• DIRECTIVE
Each record below should be output verbatim, without pictures.

• AVAILABLE DATA
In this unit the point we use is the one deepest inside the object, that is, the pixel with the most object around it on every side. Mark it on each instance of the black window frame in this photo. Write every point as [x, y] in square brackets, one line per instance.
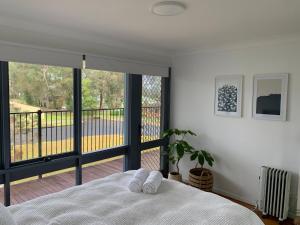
[131, 149]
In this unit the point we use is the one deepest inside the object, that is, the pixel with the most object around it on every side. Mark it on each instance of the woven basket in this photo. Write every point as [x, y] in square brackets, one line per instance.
[201, 178]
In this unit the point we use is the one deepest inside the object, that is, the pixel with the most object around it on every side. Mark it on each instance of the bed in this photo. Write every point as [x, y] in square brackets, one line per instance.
[108, 201]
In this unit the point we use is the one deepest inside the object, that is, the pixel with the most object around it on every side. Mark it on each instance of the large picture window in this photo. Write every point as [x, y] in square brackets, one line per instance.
[63, 126]
[41, 111]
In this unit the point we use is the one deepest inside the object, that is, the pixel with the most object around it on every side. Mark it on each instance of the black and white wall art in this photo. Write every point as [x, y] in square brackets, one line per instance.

• OUTPUT FOR THIS TASK
In this unit the point we use is the one deepest inside the object, that is, the pixel with the most object around it on every side. Mark it on each instance of the black window frame in this photo. Write every point as [x, y] in square brackets, one line per instance.
[131, 149]
In this unit the point we use is the one deepest inside the object, that is, the pixel with the most object around it on every side. Mark it on each instance of the woven basket in this photo. Write every point as [x, y] in square brackets, one line per instance.
[201, 178]
In this unit the point we use is the one deepest inside the object, that is, the pixel with the most object around it on every side. Mark it on each instance of the bed in this photo. Write every point as [x, y] in square brackets, one line per instance.
[108, 201]
In this unit the point we use is the one deepest inside the object, that is, the pixel with the most object around it on every side. Mark it on each instance of the large picture window in this photo. Write every point as [x, y] in square brackets, one line per instance.
[63, 126]
[41, 111]
In this unit the point we use is the one deepest inside the object, that is, the pixel with the most object around it on every side. Mark it on each instance of the black and white wall art in this photo. Write every point as [x, y] in square brackets, one line per instance.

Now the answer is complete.